**Your task**:
From the first line of the entries down to the line with "Zoom in on the orthodox church here.", write out every line exactly; that last line counts, but pictures do not.

※

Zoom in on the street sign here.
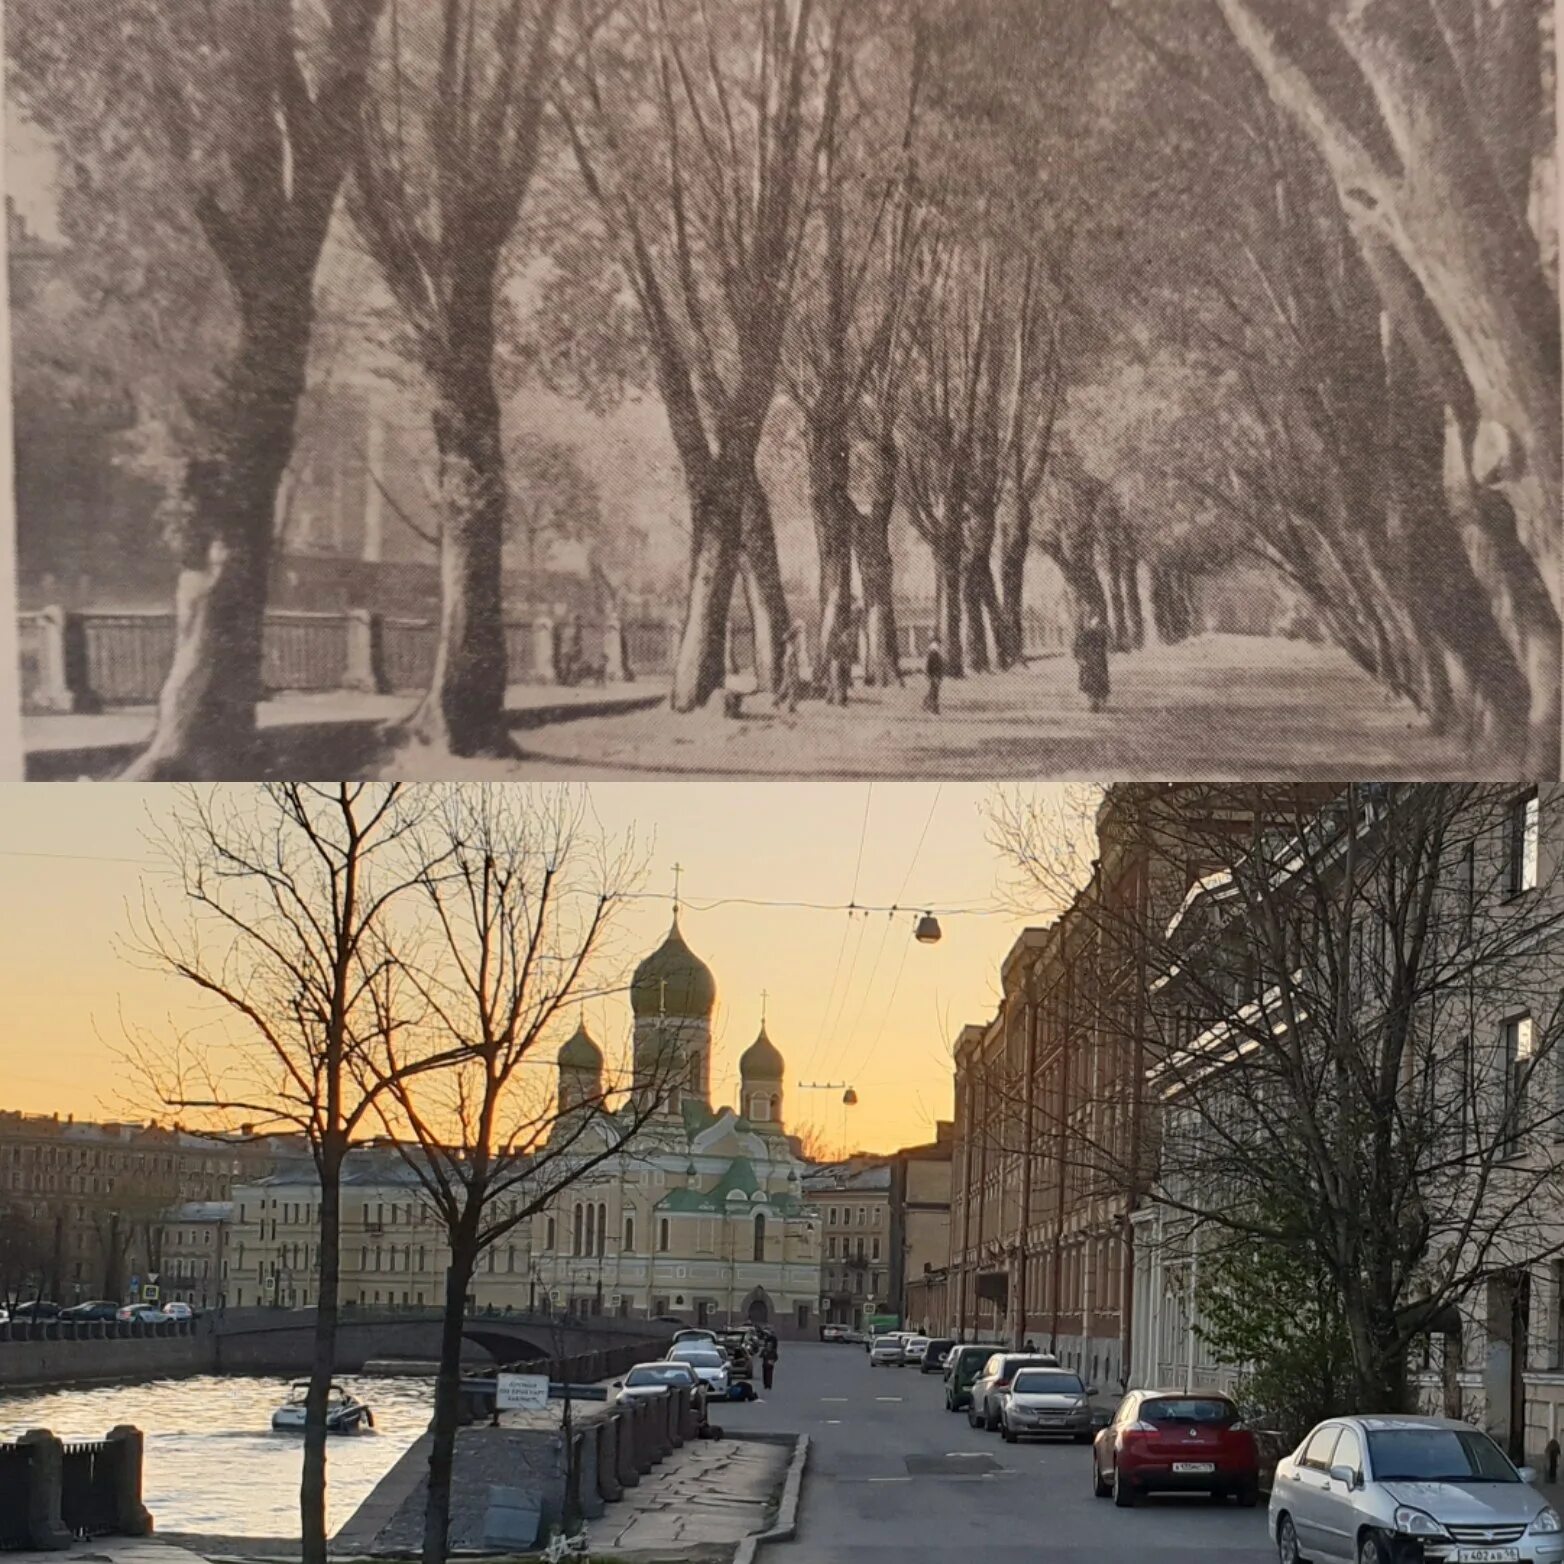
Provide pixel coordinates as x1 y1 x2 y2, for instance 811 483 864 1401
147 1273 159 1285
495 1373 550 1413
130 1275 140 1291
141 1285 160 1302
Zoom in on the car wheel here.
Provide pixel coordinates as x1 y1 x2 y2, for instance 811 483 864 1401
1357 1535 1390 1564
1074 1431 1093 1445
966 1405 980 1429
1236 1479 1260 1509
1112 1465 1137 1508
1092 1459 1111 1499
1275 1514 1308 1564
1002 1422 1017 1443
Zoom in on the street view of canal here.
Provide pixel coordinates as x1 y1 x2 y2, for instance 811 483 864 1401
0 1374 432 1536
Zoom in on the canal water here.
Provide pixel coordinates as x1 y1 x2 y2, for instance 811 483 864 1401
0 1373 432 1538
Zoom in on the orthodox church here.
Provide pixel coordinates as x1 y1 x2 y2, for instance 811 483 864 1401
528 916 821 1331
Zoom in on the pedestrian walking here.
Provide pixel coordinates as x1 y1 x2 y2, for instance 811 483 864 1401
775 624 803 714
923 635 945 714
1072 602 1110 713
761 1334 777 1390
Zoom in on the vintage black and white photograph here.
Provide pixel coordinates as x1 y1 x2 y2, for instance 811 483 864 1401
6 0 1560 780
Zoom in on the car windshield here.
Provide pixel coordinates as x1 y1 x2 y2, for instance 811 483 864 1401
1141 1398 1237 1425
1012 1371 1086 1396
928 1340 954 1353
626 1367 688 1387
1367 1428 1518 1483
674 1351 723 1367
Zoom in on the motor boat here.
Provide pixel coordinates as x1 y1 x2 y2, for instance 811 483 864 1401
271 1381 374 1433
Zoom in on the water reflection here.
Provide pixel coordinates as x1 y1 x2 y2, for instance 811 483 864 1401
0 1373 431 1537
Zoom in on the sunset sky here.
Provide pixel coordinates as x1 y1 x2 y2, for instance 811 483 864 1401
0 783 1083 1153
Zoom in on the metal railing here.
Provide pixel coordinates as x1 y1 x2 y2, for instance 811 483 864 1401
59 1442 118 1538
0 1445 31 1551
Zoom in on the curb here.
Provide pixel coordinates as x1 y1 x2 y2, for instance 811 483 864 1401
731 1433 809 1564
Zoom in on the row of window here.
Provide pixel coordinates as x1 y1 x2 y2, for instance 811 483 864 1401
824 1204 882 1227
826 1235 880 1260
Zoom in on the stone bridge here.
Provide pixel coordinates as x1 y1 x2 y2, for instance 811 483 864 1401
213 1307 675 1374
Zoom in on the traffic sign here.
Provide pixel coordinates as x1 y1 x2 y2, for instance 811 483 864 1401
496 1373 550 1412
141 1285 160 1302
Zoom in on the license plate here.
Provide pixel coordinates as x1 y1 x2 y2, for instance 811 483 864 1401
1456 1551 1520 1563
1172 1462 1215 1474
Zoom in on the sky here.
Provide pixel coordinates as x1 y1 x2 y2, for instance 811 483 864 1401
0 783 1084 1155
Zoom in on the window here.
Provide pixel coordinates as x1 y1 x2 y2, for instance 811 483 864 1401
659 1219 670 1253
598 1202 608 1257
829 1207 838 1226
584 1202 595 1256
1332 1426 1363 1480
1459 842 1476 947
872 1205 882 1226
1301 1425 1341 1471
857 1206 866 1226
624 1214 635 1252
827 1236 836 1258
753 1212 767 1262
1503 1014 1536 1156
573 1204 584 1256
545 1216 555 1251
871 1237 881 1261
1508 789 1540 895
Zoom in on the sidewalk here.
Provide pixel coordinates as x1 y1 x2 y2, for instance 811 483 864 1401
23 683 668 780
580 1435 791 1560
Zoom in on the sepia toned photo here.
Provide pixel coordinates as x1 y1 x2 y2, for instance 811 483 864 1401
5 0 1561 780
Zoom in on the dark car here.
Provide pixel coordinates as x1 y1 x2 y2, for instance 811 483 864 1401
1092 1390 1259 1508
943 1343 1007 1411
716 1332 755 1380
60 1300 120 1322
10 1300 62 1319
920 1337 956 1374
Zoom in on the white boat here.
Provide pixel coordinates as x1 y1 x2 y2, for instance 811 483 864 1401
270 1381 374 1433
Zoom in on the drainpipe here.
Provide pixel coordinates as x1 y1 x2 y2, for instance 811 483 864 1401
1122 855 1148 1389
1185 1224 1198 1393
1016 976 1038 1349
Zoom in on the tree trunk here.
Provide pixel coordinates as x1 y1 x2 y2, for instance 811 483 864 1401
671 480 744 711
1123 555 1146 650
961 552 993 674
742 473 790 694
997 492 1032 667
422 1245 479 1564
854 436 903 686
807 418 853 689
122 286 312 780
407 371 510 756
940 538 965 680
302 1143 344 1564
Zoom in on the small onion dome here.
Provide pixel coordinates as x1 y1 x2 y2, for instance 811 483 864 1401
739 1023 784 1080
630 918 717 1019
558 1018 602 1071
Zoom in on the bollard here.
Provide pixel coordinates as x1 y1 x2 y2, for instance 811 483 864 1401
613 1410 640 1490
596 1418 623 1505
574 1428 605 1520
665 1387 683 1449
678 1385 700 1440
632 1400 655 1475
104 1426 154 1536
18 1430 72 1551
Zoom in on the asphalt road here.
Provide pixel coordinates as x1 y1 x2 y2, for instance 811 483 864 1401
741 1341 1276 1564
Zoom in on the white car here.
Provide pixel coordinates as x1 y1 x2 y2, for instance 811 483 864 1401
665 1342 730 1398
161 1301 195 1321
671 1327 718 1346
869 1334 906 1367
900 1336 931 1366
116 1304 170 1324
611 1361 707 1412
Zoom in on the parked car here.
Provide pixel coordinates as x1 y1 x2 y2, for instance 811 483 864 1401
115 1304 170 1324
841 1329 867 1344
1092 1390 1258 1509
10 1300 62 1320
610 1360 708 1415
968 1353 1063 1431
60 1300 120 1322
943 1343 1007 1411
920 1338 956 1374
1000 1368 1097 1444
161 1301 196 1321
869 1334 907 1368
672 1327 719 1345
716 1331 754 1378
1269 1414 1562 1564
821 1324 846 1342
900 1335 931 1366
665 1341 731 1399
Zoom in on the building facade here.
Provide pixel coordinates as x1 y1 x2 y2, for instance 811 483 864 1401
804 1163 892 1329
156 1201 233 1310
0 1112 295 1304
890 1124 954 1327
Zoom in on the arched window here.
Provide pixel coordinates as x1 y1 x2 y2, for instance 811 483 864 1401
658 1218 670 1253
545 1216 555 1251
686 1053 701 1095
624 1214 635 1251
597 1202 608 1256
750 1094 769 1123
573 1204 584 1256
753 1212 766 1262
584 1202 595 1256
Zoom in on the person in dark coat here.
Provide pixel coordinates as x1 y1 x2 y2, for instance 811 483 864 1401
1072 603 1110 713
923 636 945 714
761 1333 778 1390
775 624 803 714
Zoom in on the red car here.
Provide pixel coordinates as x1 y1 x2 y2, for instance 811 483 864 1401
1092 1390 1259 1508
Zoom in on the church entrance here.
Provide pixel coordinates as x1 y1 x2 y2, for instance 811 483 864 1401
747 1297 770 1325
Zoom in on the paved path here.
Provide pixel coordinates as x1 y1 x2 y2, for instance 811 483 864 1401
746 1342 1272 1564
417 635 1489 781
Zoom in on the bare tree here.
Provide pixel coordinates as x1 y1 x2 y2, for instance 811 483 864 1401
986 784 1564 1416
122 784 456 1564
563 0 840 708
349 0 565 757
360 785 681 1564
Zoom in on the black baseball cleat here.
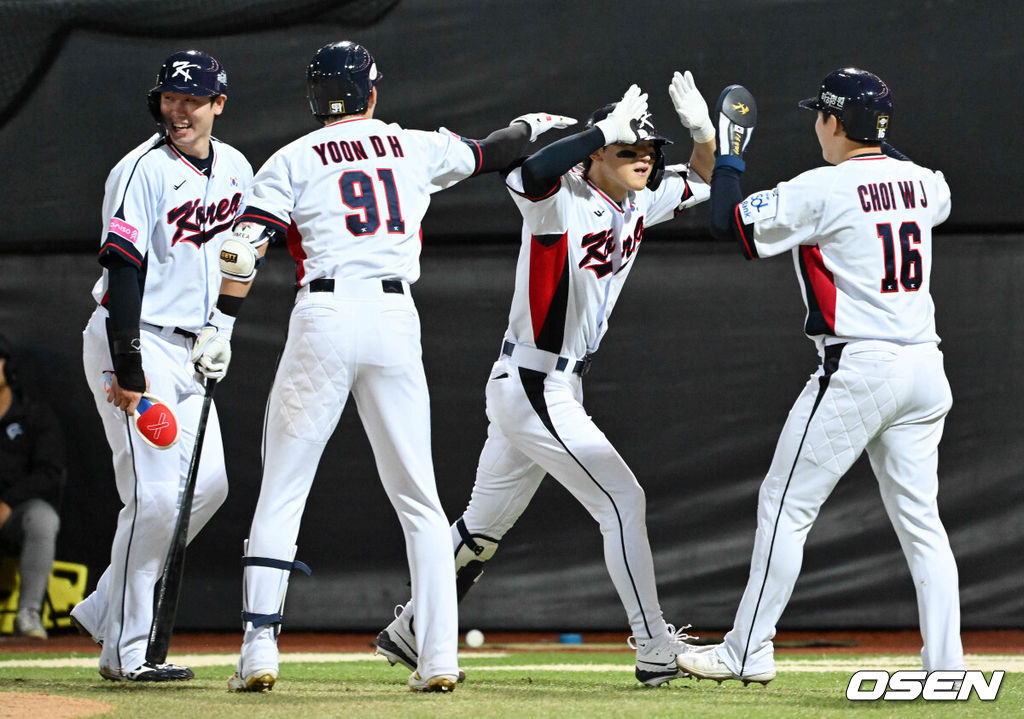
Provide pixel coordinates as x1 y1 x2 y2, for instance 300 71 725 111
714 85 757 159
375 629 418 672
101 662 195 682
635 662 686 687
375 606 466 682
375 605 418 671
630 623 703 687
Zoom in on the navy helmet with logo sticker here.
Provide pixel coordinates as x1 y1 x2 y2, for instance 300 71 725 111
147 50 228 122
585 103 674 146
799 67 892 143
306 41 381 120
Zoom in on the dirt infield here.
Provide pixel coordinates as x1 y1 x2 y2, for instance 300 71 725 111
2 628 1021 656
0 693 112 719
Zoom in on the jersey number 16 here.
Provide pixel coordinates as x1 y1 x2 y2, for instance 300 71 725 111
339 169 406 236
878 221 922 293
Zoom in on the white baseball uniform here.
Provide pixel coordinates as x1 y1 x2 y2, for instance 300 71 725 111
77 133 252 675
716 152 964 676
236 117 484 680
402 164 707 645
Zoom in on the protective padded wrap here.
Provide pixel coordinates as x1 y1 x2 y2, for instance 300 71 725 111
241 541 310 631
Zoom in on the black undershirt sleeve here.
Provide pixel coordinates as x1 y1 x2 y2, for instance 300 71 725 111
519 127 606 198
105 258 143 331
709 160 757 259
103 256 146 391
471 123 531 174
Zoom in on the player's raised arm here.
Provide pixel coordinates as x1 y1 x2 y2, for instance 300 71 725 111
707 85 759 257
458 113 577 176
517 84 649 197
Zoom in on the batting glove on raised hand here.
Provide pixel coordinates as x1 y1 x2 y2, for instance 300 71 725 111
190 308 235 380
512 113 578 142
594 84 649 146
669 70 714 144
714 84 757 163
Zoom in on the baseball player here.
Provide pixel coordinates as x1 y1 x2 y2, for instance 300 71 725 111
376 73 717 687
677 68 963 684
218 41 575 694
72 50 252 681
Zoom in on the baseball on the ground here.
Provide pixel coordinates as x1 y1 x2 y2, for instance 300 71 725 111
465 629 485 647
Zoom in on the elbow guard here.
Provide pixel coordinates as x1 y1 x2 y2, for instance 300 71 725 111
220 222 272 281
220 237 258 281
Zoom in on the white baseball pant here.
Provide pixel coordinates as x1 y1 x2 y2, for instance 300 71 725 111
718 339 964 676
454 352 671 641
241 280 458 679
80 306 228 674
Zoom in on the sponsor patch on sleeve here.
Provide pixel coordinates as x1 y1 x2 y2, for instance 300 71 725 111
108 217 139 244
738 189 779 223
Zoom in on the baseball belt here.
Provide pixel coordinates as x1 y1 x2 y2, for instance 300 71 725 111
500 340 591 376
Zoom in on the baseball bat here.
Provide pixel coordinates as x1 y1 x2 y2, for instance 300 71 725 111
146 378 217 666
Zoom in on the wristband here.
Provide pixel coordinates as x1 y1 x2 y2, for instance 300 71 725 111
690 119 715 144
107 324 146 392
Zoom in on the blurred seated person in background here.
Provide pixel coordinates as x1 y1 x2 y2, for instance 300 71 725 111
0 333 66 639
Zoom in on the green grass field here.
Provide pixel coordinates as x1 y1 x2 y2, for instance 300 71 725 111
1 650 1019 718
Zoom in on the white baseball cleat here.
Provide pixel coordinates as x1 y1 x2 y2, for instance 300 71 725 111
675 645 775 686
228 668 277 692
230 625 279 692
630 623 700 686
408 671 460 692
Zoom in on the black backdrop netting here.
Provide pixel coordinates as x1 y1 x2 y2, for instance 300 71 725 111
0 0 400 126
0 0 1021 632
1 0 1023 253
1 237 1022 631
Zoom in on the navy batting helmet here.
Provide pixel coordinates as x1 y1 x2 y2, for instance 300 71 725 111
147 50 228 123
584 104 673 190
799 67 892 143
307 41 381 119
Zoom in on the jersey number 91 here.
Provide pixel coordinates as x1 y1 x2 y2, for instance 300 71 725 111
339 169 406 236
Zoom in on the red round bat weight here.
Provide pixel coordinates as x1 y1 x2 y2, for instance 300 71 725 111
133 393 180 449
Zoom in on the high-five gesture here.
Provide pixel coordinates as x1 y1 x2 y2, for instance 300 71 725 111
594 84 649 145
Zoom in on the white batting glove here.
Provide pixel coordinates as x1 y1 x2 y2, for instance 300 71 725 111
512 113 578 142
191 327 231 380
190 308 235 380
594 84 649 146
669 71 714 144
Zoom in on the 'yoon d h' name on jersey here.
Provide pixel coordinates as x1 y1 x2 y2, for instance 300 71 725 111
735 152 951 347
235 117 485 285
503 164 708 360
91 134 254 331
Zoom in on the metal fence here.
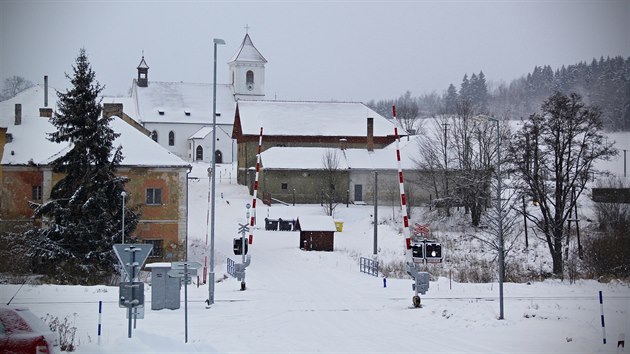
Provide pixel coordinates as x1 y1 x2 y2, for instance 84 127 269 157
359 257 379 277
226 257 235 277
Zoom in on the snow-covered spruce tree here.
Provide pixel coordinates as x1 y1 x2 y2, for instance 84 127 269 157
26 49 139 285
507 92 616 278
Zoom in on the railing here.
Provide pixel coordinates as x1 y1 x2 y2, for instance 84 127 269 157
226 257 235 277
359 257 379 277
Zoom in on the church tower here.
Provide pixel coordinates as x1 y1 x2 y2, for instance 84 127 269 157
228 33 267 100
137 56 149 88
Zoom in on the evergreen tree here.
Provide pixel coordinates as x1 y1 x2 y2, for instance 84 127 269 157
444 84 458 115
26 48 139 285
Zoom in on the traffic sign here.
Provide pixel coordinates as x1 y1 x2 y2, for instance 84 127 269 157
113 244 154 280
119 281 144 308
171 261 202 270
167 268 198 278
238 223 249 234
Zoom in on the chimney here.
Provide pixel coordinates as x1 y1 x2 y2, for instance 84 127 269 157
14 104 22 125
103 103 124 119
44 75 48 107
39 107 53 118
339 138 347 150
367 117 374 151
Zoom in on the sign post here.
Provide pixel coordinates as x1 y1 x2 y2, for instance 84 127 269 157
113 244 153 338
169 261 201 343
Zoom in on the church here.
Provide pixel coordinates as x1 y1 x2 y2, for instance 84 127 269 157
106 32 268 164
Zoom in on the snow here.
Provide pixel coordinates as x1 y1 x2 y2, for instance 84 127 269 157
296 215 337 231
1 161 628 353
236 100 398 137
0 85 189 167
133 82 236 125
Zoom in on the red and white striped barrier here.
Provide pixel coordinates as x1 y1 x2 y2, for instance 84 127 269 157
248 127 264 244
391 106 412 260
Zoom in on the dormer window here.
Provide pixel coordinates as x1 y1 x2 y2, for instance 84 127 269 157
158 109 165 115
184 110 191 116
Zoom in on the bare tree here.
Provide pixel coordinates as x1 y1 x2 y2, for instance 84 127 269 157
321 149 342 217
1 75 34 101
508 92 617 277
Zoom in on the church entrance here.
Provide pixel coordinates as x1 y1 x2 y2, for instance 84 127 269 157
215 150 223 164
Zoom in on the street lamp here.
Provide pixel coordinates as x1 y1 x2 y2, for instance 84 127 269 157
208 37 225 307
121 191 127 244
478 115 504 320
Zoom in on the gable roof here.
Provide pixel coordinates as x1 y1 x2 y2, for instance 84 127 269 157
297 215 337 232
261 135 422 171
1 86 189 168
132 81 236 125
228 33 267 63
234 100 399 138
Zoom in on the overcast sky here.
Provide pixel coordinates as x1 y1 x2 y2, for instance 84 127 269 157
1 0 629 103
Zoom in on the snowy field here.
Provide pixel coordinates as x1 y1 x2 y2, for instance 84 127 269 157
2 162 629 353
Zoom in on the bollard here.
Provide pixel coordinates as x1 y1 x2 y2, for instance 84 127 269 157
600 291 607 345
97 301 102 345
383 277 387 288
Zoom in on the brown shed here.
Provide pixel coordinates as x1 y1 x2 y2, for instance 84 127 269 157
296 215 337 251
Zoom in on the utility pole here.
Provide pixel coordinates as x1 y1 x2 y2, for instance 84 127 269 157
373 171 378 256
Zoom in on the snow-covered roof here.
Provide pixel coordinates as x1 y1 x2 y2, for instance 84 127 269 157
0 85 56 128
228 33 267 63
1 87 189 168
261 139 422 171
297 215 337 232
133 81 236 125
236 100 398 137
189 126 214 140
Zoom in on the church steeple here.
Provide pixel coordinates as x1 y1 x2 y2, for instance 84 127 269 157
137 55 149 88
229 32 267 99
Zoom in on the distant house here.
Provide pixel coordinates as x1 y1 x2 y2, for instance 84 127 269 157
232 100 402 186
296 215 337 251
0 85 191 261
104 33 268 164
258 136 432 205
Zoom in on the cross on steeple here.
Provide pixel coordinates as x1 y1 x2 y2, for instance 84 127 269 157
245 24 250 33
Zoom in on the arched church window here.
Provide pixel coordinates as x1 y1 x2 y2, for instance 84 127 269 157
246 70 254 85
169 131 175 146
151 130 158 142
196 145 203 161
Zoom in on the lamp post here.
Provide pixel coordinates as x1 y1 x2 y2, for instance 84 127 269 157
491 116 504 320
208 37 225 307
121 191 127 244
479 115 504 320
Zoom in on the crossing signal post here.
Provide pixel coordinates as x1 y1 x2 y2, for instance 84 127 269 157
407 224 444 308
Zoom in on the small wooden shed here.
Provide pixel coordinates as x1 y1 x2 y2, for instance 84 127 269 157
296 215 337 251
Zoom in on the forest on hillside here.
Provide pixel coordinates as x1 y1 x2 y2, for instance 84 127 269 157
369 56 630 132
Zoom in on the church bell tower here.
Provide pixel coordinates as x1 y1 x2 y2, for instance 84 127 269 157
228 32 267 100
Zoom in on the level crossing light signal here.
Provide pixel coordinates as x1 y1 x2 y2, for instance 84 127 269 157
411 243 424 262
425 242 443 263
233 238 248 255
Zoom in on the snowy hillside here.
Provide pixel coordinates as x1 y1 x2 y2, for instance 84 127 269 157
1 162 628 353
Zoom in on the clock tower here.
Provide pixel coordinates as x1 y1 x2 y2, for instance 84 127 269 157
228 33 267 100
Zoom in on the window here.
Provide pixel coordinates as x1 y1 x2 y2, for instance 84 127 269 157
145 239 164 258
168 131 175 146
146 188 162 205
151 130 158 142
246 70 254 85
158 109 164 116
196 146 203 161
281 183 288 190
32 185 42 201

※

**Solution for this exercise**:
Zoom in on the street sign here.
Provide pixel coordinates as x1 y1 x2 y2, for instance 811 483 864 1401
147 1273 159 1285
495 1373 550 1413
130 1275 140 1291
141 1285 160 1302
Zoom in on the car wheel here.
Provide pixel coordinates as x1 y1 x2 y2, for instance 811 483 864 1401
1357 1535 1390 1564
1074 1431 1093 1445
966 1405 980 1429
1236 1479 1260 1509
1112 1465 1137 1508
1092 1459 1111 1499
1275 1514 1308 1564
1002 1422 1017 1443
Zoom in on the street view of canal here.
Provide pixel coordinates as x1 y1 x2 y2, for instance 811 483 864 1401
0 1374 432 1536
Zoom in on the canal water here.
Provide pixel coordinates as x1 y1 x2 y2, for instance 811 483 864 1401
0 1373 432 1538
Zoom in on the orthodox church here.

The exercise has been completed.